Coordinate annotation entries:
^^^^^^^^

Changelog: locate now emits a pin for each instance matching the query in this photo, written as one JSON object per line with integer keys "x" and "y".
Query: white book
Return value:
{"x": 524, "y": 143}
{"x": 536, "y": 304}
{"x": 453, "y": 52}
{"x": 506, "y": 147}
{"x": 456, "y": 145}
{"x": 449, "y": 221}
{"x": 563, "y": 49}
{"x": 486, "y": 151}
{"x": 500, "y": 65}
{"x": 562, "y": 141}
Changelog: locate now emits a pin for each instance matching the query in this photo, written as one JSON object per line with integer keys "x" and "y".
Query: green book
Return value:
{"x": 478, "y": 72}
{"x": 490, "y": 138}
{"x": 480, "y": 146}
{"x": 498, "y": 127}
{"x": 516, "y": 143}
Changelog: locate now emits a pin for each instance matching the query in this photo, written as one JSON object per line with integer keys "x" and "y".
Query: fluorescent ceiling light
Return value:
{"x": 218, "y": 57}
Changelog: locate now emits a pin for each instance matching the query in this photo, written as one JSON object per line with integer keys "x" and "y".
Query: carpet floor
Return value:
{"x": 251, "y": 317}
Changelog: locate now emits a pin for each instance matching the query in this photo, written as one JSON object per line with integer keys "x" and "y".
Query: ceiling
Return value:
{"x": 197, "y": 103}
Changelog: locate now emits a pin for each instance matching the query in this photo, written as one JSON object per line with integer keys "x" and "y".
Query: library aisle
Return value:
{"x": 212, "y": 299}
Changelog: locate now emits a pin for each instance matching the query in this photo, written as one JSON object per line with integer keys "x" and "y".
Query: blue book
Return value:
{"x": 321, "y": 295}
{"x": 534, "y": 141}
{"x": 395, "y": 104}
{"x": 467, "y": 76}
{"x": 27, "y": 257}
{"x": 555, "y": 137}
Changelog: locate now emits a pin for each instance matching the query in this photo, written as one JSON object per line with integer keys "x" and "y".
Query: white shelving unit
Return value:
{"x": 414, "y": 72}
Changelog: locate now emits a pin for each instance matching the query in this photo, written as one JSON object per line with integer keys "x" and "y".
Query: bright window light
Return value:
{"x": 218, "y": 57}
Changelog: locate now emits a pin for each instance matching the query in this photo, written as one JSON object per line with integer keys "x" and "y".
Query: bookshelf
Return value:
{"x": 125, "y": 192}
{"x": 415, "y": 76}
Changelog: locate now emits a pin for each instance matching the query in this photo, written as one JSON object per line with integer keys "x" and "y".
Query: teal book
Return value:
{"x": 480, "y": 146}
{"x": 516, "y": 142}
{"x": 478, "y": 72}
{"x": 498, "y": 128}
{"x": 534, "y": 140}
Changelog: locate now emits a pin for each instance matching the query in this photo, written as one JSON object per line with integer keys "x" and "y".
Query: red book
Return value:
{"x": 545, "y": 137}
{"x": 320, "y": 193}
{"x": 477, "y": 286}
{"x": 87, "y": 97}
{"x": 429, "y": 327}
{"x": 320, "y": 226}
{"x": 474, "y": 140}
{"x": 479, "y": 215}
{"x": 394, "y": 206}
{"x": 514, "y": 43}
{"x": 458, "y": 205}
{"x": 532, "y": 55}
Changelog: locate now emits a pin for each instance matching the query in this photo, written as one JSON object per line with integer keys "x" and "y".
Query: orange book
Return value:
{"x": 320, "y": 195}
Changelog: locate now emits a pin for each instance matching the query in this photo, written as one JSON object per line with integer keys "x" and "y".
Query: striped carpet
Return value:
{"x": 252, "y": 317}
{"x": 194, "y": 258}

^^^^^^^^

| What is required |
Pull out every line in the items above that contains the string "ceiling". Count only matches with the same capitalization.

| Result of the exercise |
Query: fluorescent ceiling light
Query: ceiling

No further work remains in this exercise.